Task prompt: Rewrite the records below with "one pin" changed to "one marker" wherever it occurs and everything else kept the same. Omit the pictures from your version.

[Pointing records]
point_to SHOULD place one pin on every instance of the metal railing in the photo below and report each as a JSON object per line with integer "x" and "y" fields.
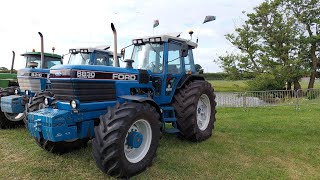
{"x": 267, "y": 98}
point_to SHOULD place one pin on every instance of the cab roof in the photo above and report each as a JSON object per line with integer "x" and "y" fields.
{"x": 172, "y": 36}
{"x": 103, "y": 48}
{"x": 39, "y": 54}
{"x": 91, "y": 49}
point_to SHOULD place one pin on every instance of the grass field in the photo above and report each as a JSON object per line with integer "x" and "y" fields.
{"x": 241, "y": 86}
{"x": 263, "y": 143}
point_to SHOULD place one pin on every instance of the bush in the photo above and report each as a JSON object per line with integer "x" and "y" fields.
{"x": 216, "y": 76}
{"x": 264, "y": 82}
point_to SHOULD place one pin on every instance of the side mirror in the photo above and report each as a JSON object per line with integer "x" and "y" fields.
{"x": 184, "y": 50}
{"x": 123, "y": 52}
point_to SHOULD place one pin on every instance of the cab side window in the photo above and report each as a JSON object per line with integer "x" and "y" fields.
{"x": 101, "y": 59}
{"x": 174, "y": 59}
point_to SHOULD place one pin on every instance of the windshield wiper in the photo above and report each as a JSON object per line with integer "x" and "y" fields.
{"x": 154, "y": 50}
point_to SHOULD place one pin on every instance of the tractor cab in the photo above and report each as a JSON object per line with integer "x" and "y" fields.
{"x": 91, "y": 56}
{"x": 168, "y": 59}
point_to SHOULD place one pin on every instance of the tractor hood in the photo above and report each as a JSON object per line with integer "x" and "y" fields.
{"x": 93, "y": 72}
{"x": 32, "y": 72}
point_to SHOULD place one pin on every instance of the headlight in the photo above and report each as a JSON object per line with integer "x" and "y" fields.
{"x": 46, "y": 101}
{"x": 73, "y": 104}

The reply:
point_to SHOULD place one marker on every instance of the metal railing in the photo below and report each as a JSON object per line with integer "x" and "y" fields.
{"x": 267, "y": 98}
point_to SHOULD place one marker on every instance of the cab roof in the photo above and report each as a JSON object per line with integer "x" and "y" fields.
{"x": 172, "y": 36}
{"x": 103, "y": 48}
{"x": 39, "y": 54}
{"x": 91, "y": 49}
point_to SHOULD place one marker on every instance of the grass field in the photo above and report each as a JSON object per line with integer "x" and "y" fields.
{"x": 241, "y": 86}
{"x": 263, "y": 143}
point_to SHOULD place one marker on every instance of the bush in the photo above and report each as a JSON object per line with integer "x" and "y" fields.
{"x": 216, "y": 76}
{"x": 264, "y": 82}
point_to SHOULD place one marker on every instance of the side mirror in the photo above and report each as a JSON object per line with integer "x" and "y" fields.
{"x": 184, "y": 50}
{"x": 123, "y": 52}
point_to SHOULD place one marker on every instance of the cab side window in the photo above and report each as a JSON object per line with integer "x" and "y" fields.
{"x": 101, "y": 59}
{"x": 174, "y": 59}
point_to SHOULD place one marker on every instance of the windshield wiper in the photo above and report each as a JSON object per line with integer "x" and "y" fields.
{"x": 154, "y": 50}
point_to SHOULD place one marker on every instance of the tractor cab in the photo above and report each as a JSON object per line with integer "x" and "y" fields.
{"x": 91, "y": 56}
{"x": 168, "y": 59}
point_to SHOULD place one marker on every instance of the tractor hood in the photo above and report each as a JSON object per line with integer "x" and "y" fields.
{"x": 93, "y": 72}
{"x": 32, "y": 72}
point_to SHOULD place one marker on every instance of the headlight in the photo above and report each as a JSON object per line with integer "x" and "y" fields.
{"x": 46, "y": 101}
{"x": 73, "y": 104}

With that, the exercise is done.